* _DESCRIPTION OF THE TASK_
In each of the entries that follow, switch every "front wheel" to "rear wheel" and write out the lines again with nothing else changed. Leave the pictures out.

* _DATA_
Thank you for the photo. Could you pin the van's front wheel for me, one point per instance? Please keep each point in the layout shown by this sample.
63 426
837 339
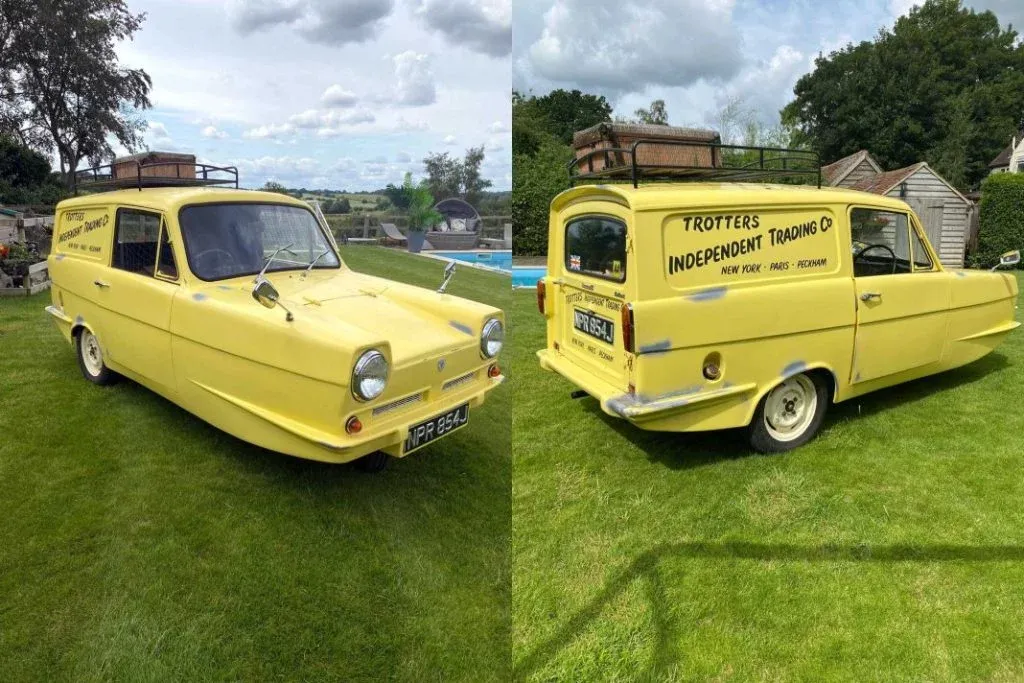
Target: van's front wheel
90 358
790 415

* _ANSWER FOR THE TASK_
Thank you for the photo. Could you pin the van's rear wheel for me, one point per instance? Please keep each point in the layout shown by this sample.
63 426
837 339
Target: van's rear wheel
90 358
790 415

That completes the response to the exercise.